Exercise:
Extract each line of the entries below that contains the string "beach".
-- -- --
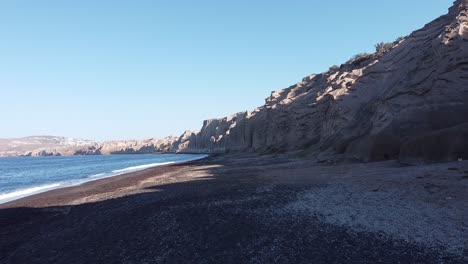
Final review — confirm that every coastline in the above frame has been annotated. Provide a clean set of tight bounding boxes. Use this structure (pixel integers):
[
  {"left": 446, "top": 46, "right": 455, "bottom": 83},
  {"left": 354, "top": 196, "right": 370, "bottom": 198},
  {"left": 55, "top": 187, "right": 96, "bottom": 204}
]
[
  {"left": 0, "top": 156, "right": 209, "bottom": 210},
  {"left": 0, "top": 155, "right": 468, "bottom": 263},
  {"left": 0, "top": 154, "right": 209, "bottom": 206}
]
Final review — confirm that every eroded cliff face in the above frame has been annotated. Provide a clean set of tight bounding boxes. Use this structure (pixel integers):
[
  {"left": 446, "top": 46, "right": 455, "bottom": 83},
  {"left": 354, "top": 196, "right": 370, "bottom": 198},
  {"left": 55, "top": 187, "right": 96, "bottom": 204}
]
[{"left": 174, "top": 0, "right": 468, "bottom": 162}]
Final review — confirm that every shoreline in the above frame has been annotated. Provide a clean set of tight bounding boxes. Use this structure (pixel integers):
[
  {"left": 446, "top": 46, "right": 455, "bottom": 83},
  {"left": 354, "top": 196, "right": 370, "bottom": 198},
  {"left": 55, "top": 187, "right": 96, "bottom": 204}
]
[
  {"left": 0, "top": 154, "right": 210, "bottom": 209},
  {"left": 0, "top": 155, "right": 468, "bottom": 263}
]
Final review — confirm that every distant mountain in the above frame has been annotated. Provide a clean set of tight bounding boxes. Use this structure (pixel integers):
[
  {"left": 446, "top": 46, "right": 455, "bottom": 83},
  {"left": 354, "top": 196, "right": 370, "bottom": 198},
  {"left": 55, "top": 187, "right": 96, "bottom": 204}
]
[
  {"left": 0, "top": 136, "right": 177, "bottom": 156},
  {"left": 172, "top": 0, "right": 468, "bottom": 163},
  {"left": 4, "top": 0, "right": 468, "bottom": 163}
]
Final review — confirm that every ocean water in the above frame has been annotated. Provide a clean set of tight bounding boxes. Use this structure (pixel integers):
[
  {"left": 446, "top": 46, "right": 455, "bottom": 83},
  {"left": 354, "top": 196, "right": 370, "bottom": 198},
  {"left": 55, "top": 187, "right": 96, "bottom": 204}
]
[{"left": 0, "top": 154, "right": 206, "bottom": 203}]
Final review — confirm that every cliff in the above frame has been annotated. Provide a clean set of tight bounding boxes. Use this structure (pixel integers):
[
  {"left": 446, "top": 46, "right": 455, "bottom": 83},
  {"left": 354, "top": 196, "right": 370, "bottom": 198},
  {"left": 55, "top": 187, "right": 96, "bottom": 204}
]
[
  {"left": 176, "top": 0, "right": 468, "bottom": 163},
  {"left": 0, "top": 0, "right": 468, "bottom": 163}
]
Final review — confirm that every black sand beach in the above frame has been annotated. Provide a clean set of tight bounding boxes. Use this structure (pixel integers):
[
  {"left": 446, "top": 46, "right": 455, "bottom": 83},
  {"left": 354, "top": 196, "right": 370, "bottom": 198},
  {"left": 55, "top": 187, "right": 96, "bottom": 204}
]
[{"left": 0, "top": 155, "right": 468, "bottom": 263}]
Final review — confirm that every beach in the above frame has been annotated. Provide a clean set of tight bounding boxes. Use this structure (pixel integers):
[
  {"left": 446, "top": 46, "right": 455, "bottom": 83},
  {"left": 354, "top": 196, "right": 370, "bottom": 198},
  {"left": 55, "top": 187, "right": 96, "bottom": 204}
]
[{"left": 0, "top": 154, "right": 468, "bottom": 263}]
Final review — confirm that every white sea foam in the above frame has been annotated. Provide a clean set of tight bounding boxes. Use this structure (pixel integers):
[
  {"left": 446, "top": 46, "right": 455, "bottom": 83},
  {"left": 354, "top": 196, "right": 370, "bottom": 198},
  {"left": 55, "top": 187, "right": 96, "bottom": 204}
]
[
  {"left": 0, "top": 155, "right": 208, "bottom": 204},
  {"left": 0, "top": 183, "right": 62, "bottom": 203},
  {"left": 112, "top": 161, "right": 175, "bottom": 173}
]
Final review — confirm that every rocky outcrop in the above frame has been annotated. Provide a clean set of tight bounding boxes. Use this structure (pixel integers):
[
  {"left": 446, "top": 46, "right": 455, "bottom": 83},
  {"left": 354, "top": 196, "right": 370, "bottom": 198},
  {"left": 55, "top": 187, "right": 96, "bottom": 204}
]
[{"left": 176, "top": 0, "right": 468, "bottom": 161}]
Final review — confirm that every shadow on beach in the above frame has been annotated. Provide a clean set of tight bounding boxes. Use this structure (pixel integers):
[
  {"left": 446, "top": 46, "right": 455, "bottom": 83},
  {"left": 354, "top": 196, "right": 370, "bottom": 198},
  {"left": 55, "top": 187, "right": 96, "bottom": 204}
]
[{"left": 0, "top": 156, "right": 462, "bottom": 264}]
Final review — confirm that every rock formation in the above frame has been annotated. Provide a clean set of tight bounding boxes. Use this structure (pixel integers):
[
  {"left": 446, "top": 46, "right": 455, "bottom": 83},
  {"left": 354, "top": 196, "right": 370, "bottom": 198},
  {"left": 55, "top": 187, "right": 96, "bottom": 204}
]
[{"left": 177, "top": 0, "right": 468, "bottom": 162}]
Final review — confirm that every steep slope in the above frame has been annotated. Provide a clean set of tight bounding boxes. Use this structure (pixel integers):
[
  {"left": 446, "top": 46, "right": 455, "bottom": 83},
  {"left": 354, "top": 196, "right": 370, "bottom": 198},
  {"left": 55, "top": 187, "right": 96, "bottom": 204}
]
[
  {"left": 175, "top": 0, "right": 468, "bottom": 162},
  {"left": 0, "top": 136, "right": 97, "bottom": 156}
]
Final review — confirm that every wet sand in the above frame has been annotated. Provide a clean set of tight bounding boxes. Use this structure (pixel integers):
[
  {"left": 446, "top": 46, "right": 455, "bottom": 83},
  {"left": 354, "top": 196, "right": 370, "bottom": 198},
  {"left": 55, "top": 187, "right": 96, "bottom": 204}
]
[{"left": 0, "top": 155, "right": 468, "bottom": 263}]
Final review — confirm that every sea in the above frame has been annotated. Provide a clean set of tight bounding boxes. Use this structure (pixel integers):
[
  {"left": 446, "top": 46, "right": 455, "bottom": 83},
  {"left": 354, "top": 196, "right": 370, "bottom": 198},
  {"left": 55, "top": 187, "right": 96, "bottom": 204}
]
[{"left": 0, "top": 154, "right": 207, "bottom": 204}]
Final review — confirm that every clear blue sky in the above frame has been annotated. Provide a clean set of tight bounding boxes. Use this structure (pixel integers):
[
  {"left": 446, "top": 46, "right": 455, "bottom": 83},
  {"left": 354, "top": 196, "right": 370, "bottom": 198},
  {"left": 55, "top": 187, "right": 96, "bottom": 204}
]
[{"left": 0, "top": 0, "right": 453, "bottom": 140}]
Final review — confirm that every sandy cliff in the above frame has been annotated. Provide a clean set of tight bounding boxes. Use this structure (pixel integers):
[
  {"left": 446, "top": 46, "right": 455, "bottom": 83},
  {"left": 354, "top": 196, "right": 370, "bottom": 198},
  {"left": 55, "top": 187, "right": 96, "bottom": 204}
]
[
  {"left": 0, "top": 0, "right": 468, "bottom": 163},
  {"left": 177, "top": 0, "right": 468, "bottom": 162}
]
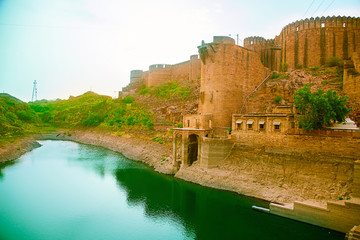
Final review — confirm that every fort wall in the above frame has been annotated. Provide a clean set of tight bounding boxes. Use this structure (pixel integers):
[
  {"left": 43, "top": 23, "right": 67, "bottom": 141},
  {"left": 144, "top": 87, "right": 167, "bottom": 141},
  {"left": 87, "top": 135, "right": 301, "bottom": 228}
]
[
  {"left": 198, "top": 37, "right": 270, "bottom": 128},
  {"left": 343, "top": 52, "right": 360, "bottom": 103},
  {"left": 122, "top": 55, "right": 201, "bottom": 92},
  {"left": 244, "top": 16, "right": 360, "bottom": 70}
]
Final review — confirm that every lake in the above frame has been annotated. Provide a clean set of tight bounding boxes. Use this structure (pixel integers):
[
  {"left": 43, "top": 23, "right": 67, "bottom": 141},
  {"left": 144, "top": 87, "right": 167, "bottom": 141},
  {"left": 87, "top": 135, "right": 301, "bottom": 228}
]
[{"left": 0, "top": 140, "right": 345, "bottom": 240}]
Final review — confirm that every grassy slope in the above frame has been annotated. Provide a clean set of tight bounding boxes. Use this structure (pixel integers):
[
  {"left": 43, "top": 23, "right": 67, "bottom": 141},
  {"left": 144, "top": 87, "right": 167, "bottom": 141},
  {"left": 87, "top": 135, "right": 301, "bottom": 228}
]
[{"left": 0, "top": 93, "right": 41, "bottom": 138}]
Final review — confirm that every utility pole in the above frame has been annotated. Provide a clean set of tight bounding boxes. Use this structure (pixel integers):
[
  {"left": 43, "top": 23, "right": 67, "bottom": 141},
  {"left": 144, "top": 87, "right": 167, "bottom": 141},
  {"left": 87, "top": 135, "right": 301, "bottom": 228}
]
[{"left": 31, "top": 80, "right": 37, "bottom": 102}]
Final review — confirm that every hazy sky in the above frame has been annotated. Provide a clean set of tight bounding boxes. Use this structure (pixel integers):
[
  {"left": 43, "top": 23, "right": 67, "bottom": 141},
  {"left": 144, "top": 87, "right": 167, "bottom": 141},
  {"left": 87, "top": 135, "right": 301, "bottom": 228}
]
[{"left": 0, "top": 0, "right": 360, "bottom": 101}]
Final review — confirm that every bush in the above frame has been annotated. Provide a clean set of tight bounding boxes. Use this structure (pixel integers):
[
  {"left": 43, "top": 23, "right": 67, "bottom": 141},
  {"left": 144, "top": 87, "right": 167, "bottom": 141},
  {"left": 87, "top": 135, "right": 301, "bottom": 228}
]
[
  {"left": 5, "top": 112, "right": 18, "bottom": 122},
  {"left": 294, "top": 84, "right": 350, "bottom": 131},
  {"left": 16, "top": 110, "right": 35, "bottom": 122},
  {"left": 274, "top": 96, "right": 283, "bottom": 104},
  {"left": 139, "top": 87, "right": 151, "bottom": 95},
  {"left": 326, "top": 57, "right": 343, "bottom": 67},
  {"left": 280, "top": 63, "right": 288, "bottom": 72},
  {"left": 82, "top": 112, "right": 104, "bottom": 127},
  {"left": 124, "top": 95, "right": 135, "bottom": 104}
]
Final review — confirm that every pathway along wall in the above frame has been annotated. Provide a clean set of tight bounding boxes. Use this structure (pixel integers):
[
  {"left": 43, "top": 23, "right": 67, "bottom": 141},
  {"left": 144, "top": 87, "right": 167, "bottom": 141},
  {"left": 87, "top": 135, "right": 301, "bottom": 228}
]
[
  {"left": 244, "top": 16, "right": 360, "bottom": 70},
  {"left": 198, "top": 37, "right": 270, "bottom": 129}
]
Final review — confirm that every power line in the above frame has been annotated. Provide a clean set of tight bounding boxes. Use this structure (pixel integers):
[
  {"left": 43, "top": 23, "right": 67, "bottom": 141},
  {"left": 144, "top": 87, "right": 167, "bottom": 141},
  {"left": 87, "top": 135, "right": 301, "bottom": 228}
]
[
  {"left": 31, "top": 80, "right": 37, "bottom": 102},
  {"left": 302, "top": 0, "right": 315, "bottom": 18},
  {"left": 311, "top": 0, "right": 325, "bottom": 16},
  {"left": 321, "top": 0, "right": 335, "bottom": 15}
]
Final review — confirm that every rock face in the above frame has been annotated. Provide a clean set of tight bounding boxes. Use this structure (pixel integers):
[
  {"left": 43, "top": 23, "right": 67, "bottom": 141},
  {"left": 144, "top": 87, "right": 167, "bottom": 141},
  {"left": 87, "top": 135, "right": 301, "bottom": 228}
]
[{"left": 0, "top": 137, "right": 41, "bottom": 163}]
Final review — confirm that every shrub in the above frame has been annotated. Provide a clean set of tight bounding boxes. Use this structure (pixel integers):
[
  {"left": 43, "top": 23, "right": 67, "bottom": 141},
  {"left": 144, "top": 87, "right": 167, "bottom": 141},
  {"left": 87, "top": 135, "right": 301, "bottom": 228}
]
[
  {"left": 16, "top": 110, "right": 35, "bottom": 122},
  {"left": 274, "top": 95, "right": 283, "bottom": 104},
  {"left": 124, "top": 95, "right": 135, "bottom": 104},
  {"left": 294, "top": 84, "right": 350, "bottom": 131},
  {"left": 82, "top": 112, "right": 104, "bottom": 127},
  {"left": 139, "top": 87, "right": 151, "bottom": 95},
  {"left": 326, "top": 57, "right": 343, "bottom": 67},
  {"left": 280, "top": 63, "right": 288, "bottom": 72},
  {"left": 5, "top": 112, "right": 18, "bottom": 122}
]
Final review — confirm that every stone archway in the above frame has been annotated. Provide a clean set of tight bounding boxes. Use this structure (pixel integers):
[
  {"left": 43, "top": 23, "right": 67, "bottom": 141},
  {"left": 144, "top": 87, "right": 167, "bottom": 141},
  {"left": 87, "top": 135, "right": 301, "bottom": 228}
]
[{"left": 188, "top": 134, "right": 199, "bottom": 166}]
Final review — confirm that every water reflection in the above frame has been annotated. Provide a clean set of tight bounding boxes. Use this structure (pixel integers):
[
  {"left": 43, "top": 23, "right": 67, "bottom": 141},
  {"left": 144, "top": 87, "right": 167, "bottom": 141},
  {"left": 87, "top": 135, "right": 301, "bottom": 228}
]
[
  {"left": 115, "top": 165, "right": 343, "bottom": 239},
  {"left": 0, "top": 141, "right": 344, "bottom": 240}
]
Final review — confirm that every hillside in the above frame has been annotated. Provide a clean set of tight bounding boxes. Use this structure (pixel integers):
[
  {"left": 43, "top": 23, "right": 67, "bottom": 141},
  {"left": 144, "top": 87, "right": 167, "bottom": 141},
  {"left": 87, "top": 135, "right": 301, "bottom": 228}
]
[{"left": 0, "top": 93, "right": 41, "bottom": 138}]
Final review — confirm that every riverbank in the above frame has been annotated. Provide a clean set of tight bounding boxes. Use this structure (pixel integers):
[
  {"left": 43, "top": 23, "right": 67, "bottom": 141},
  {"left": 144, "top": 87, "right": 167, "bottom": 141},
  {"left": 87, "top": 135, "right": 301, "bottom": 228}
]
[
  {"left": 0, "top": 129, "right": 356, "bottom": 206},
  {"left": 0, "top": 136, "right": 41, "bottom": 163}
]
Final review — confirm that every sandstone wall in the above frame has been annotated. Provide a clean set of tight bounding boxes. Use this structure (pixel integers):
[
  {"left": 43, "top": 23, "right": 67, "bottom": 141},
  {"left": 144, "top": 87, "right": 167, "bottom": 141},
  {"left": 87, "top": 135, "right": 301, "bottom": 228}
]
[
  {"left": 123, "top": 55, "right": 201, "bottom": 91},
  {"left": 343, "top": 52, "right": 360, "bottom": 104},
  {"left": 198, "top": 37, "right": 270, "bottom": 128},
  {"left": 227, "top": 132, "right": 360, "bottom": 200},
  {"left": 244, "top": 16, "right": 360, "bottom": 70}
]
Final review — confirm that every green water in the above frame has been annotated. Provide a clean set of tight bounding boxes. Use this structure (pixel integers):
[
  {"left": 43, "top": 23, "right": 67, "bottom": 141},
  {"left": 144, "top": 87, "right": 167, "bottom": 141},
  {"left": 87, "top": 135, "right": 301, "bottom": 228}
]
[{"left": 0, "top": 141, "right": 344, "bottom": 240}]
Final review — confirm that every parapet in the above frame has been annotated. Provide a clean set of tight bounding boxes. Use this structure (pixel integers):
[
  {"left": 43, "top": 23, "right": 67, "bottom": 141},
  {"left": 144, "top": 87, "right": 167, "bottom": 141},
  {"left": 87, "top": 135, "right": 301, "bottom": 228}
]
[
  {"left": 213, "top": 36, "right": 235, "bottom": 45},
  {"left": 190, "top": 54, "right": 199, "bottom": 60},
  {"left": 130, "top": 70, "right": 143, "bottom": 78},
  {"left": 149, "top": 64, "right": 171, "bottom": 70},
  {"left": 281, "top": 16, "right": 360, "bottom": 35}
]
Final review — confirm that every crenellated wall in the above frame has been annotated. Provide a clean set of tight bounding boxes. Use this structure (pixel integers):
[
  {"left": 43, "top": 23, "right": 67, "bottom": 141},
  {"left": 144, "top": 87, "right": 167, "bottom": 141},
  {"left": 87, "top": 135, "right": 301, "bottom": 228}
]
[
  {"left": 343, "top": 52, "right": 360, "bottom": 103},
  {"left": 123, "top": 55, "right": 201, "bottom": 91},
  {"left": 244, "top": 16, "right": 360, "bottom": 70},
  {"left": 198, "top": 37, "right": 269, "bottom": 129}
]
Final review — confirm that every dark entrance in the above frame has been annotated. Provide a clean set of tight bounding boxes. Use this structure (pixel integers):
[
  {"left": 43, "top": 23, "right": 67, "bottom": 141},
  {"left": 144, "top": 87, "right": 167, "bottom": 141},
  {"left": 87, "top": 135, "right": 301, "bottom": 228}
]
[{"left": 188, "top": 134, "right": 199, "bottom": 166}]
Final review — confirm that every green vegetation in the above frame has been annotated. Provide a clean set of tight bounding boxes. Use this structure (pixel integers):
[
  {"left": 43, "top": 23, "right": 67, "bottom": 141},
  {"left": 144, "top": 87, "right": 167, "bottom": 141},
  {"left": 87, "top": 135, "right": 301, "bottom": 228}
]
[
  {"left": 280, "top": 63, "right": 288, "bottom": 72},
  {"left": 152, "top": 136, "right": 166, "bottom": 144},
  {"left": 0, "top": 93, "right": 41, "bottom": 138},
  {"left": 270, "top": 72, "right": 289, "bottom": 81},
  {"left": 0, "top": 92, "right": 153, "bottom": 139},
  {"left": 30, "top": 92, "right": 153, "bottom": 131},
  {"left": 139, "top": 81, "right": 191, "bottom": 99},
  {"left": 326, "top": 57, "right": 344, "bottom": 67},
  {"left": 294, "top": 84, "right": 350, "bottom": 131},
  {"left": 274, "top": 95, "right": 283, "bottom": 104}
]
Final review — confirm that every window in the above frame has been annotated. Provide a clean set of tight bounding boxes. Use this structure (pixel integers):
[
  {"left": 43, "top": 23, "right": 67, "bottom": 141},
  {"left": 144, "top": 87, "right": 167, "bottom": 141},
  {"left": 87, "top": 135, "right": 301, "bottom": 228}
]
[
  {"left": 236, "top": 120, "right": 242, "bottom": 130},
  {"left": 273, "top": 122, "right": 281, "bottom": 132},
  {"left": 246, "top": 120, "right": 254, "bottom": 130}
]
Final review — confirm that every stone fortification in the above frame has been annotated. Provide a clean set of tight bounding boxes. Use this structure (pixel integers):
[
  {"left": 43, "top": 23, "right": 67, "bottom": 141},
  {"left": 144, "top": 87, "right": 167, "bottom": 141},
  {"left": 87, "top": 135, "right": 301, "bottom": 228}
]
[
  {"left": 199, "top": 37, "right": 270, "bottom": 129},
  {"left": 122, "top": 55, "right": 201, "bottom": 92},
  {"left": 244, "top": 16, "right": 360, "bottom": 70},
  {"left": 343, "top": 52, "right": 360, "bottom": 103}
]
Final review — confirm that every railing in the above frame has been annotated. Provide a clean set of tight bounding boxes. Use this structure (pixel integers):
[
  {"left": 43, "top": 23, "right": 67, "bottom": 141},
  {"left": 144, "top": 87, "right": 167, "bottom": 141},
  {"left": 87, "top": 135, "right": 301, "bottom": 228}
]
[{"left": 240, "top": 71, "right": 274, "bottom": 114}]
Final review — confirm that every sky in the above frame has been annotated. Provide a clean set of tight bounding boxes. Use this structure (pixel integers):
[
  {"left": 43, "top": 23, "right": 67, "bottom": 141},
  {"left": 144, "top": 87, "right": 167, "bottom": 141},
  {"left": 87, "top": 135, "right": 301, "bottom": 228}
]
[{"left": 0, "top": 0, "right": 360, "bottom": 102}]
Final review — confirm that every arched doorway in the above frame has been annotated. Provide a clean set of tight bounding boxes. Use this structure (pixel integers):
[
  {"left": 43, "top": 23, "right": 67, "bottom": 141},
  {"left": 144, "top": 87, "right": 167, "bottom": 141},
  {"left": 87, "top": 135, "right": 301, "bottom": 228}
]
[{"left": 188, "top": 134, "right": 199, "bottom": 166}]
-- -- --
Reply to the task:
Final review — confirm that every black sand beach in the above frame has been annotated. Provide a clean set of tight bounding boxes. Use this structure (pixel integers):
Final review — confirm that every beach in the above frame has been annotated. Provide a clean set of tight bounding boxes. Use this structure (pixel integers):
Final review — confirm that every shadow on beach in the above frame has been annotated. Provide a clean set of tight bounding boxes. Use this structure (pixel integers):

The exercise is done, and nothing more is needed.